Istruzioni del compito:
Indica se ciascuna affermazione concorda con il brano su Mahfuz, rispondendo sì o no e citando le parole decisive del brano. (a) La traduzione italiana degli Echi di un’autobiografia è di A. Lamarra. (b) Il brano definisce sufica la saggezza di Julien Green. (c) Il brano presenta gli Echi come appunti per un’autobiografia.

Brano da leggere:
_____
Echi di un’autobiografia

«Il tempo e il luogo non hanno stabilità; il desiderio lascia solo melanconia: le ultime parole di uno dei brevi brani che costituiscono gli Echi di un’autobiografia di Naghib Mahfuz ( trad. A. Lamarra, con un’intensa prefazione di Nadine Gordimer, Tullio Pironti Editore, Napoli 1999) potrebbero rappresentare l’essenza di questo libro. Abbiamo qui il distillato di Mahfuz, giunto alla vecchiaia e ad una sapienza che presenta, nella diversità, molti punti di contatto con quella di un altro grande, prolifico vecchio della letteratura, Julien Green. Ad entrambi la vita è stata generosa di anni, di anni pieni, ed essi li hanno saputi usare per giungere alla saggezza: intensamente, drammaticamente cristiana in Green, come mostra il suo Journal, sufica o quasi-sufica in Mahfuz. Ciò che li unisce è la saggezza come accettazione delle contraddizioni dell’esistenza umana. Così, in Mahfuz come in Green la sensualità, ad esempio, non è negata ma compresa e vissuta in una sorta di Aufhebung che la supera mantenendola. Negli Echi Mahfuz trapassa dalle brevi narrazioni, prive di qualsiasi riferimento cronologico, ai detti attribuiti ad uno sceicco Abd-Rabbih al Ta’ih (l’orfano), che rinnovano un genere tradizionale. Questi non sono appunti per un’autobiografia, ma echi appunto, risonanze, che in una vecchiaia matura di sapienza raccontano di una vita vissuta fino in fondo: fisicamente, sentimentalmente, intellettualmente. Ne riporto qui alcune righe.
_____
Dati forniti:
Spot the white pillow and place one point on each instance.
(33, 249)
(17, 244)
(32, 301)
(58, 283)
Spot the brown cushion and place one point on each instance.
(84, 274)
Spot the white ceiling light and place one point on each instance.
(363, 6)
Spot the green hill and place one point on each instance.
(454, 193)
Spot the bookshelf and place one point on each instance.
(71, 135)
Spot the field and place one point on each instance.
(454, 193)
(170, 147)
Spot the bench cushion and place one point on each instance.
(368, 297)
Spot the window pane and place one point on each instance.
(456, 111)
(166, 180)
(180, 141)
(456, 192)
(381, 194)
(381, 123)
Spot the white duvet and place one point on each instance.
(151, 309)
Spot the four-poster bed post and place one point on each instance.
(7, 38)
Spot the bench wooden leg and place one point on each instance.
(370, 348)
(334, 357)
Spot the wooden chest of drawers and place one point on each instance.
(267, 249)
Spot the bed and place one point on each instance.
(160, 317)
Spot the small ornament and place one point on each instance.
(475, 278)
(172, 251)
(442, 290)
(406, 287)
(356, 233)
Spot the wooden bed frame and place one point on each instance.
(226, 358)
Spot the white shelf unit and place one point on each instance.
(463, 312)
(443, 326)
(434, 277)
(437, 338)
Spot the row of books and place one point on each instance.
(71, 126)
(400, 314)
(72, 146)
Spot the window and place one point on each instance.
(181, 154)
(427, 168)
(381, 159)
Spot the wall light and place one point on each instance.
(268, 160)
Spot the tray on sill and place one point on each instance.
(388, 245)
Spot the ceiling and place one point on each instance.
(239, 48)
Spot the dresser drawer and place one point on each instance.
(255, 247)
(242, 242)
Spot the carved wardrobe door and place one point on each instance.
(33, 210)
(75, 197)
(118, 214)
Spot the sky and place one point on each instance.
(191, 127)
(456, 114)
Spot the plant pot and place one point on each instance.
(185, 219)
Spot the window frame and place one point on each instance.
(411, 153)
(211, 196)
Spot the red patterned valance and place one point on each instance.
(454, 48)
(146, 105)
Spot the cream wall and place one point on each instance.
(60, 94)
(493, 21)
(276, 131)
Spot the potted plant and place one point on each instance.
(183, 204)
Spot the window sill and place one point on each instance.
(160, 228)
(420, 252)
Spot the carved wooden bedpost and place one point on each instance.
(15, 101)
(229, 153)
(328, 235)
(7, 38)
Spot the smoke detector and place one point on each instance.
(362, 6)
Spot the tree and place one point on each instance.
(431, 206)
_____
Soluzione del compito:
(a) Sì: «trad. A. Lamarra».
(b) No: «intensamente, drammaticamente cristiana in Green».
(c) No: «Questi non sono appunti per un’autobiografia, ma echi appunto».